Reading passage ->
────────────────────────────────────────
1. Snow Patrol, Eyes Open

Snow Patrol, Eyes Open

The big track: Chasing Cars
Hg’s choice: Hands Open

I had little or no interest in this band before the start of the year. Indeed, I’d decided that their murky, sludgy music was pretty much unlistenable. However, a guest slot by Martha Wainwright on their latest album piqued my curiosity. I bought it in May, a couple of weeks before I left my job, and I've been listening to it constantly ever since. I've played it incessantly - on average, I've probably listened to the whole album at least five times a week - and decided back in September that it was inevitably going to be my year-end favourite. 2006 will always be Career Break Year for me and Eyes Open is the definitive Career Break Album.

How does this compare to Joan As Police Woman, then? Will I be listening to it in twenty years' time too? I'm not sure, but then this selection of favourites isn't predicated exclusively on potential longevity. It's more about how much enjoyment and satisfaction I gained from specific albums over the course of the year. I wasn't the only person who liked it so much, either: it surprised many by becoming the biggest selling album of the year in the UK. It's a great demonstration that mass popularity don't always have to mean lowest common denominator.

It's both heartening and surprising that it has enjoyed such commercial success. In one sense it's quite a traditional album about the transcendental power of love, but its exploration of the territory is dark and intense. How many dinner parties have been conducted in complete obliviousness to the dread and horror floating sweetly out of the loudspeakers in the background? Or am I being snobbish and underestimating an innate understanding within the psyche of the British public that love isn't always sweetness and light?
────────────────────────────────────────
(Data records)
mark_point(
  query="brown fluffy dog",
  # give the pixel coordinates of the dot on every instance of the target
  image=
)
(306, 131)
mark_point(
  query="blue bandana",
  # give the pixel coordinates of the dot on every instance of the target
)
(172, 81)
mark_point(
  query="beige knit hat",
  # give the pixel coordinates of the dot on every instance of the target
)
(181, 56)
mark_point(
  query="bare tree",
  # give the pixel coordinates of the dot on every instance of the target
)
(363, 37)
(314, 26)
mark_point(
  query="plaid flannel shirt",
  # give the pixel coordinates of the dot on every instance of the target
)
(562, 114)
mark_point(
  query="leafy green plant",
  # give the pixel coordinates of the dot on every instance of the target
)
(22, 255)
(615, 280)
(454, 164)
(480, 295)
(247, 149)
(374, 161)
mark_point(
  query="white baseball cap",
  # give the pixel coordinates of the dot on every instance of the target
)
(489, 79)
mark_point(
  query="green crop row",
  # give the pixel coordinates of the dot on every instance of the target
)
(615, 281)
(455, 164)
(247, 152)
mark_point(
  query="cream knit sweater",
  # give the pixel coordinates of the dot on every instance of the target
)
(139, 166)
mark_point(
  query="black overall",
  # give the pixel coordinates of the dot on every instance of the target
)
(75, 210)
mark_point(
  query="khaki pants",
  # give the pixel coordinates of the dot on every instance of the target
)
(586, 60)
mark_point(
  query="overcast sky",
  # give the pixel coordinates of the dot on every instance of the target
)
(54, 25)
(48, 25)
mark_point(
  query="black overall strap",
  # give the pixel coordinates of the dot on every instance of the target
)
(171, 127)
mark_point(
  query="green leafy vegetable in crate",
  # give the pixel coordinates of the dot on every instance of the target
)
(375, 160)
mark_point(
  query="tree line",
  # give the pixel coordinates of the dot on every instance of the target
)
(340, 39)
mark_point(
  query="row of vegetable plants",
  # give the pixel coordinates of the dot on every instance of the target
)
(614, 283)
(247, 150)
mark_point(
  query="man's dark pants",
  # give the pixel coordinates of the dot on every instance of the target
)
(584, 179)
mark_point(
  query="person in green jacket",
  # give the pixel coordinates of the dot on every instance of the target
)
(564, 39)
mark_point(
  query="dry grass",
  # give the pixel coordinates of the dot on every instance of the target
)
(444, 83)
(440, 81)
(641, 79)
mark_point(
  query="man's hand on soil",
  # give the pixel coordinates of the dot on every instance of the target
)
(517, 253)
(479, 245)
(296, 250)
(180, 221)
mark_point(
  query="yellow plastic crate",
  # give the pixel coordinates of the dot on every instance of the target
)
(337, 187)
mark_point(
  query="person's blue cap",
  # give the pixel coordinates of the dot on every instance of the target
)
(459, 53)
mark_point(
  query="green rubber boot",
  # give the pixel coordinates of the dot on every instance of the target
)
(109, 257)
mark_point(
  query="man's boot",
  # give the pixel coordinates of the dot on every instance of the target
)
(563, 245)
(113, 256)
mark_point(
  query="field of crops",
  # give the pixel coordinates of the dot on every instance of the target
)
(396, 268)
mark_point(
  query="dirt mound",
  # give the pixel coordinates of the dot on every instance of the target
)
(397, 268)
────────────────────────────────────────
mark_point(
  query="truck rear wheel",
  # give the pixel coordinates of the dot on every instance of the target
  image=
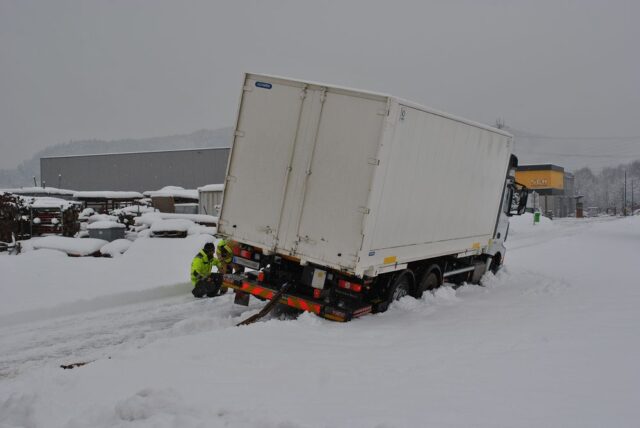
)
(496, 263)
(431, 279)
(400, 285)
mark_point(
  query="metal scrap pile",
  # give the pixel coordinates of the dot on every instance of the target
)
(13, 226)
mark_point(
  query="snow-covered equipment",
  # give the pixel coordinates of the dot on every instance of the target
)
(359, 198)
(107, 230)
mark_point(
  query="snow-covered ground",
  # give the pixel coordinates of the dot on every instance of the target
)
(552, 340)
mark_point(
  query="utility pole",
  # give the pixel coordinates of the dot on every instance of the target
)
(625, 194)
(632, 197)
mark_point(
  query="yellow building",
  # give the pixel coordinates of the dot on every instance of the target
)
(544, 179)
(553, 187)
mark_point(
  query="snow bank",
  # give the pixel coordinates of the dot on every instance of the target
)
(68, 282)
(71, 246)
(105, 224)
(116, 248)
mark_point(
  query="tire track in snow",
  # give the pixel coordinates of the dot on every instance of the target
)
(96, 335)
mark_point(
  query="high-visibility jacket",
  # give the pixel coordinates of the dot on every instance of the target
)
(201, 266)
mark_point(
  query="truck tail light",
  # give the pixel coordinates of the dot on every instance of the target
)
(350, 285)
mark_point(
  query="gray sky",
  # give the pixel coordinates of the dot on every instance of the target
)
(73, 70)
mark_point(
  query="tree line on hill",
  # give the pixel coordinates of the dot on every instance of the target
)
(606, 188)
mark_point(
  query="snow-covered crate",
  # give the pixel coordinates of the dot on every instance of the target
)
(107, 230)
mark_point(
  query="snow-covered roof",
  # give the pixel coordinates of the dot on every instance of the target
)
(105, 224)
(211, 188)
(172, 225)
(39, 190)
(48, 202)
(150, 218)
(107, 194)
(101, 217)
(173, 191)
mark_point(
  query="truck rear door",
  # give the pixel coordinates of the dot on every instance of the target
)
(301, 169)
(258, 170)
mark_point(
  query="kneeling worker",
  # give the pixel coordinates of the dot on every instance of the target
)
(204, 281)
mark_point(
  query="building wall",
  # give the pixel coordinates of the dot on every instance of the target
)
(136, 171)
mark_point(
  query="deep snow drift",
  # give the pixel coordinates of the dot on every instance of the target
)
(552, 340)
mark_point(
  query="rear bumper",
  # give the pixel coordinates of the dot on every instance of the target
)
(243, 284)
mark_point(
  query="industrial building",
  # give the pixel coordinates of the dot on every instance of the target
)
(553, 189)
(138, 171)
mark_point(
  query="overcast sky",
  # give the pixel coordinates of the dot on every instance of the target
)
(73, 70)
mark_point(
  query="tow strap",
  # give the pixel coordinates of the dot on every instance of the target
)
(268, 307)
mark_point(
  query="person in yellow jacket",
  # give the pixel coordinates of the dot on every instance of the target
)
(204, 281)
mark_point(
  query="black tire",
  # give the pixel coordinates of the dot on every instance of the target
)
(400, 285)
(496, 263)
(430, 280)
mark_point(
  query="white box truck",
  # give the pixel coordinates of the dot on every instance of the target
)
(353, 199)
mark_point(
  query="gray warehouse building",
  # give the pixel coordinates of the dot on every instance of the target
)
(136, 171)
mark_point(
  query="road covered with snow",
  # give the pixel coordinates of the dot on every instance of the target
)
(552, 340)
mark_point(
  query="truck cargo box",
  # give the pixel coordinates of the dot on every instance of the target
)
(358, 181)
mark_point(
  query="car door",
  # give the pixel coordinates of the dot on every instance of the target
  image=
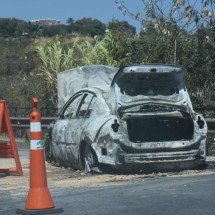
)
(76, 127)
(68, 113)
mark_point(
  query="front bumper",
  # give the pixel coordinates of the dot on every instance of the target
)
────────────────────────────────────────
Problem A -> Translate this sentence from the Snow Patrol review into Spanish: "I bought it in May, a couple of weeks before I left my job, and I've been listening to it constantly ever since."
Problem B -> Do these statements agree with the Snow Patrol review? Answer yes or no for each and quote the words that decide it. (i) The writer bought the album in May. (ii) The album became the second biggest selling album of the year in the UK. (iii) The writer's selection of favorites is based only on how long an album is likely to last.

Task solution A -> Lo compré en mayo, un par de semanas antes de dejar mi trabajo, y lo he estado escuchando constantemente desde entonces.

Task solution B ->
(i) Yes: "I bought it in May"
(ii) No: "becoming the biggest selling album of the year in the UK"
(iii) No: "this selection of favourites isn't predicated exclusively on potential longevity"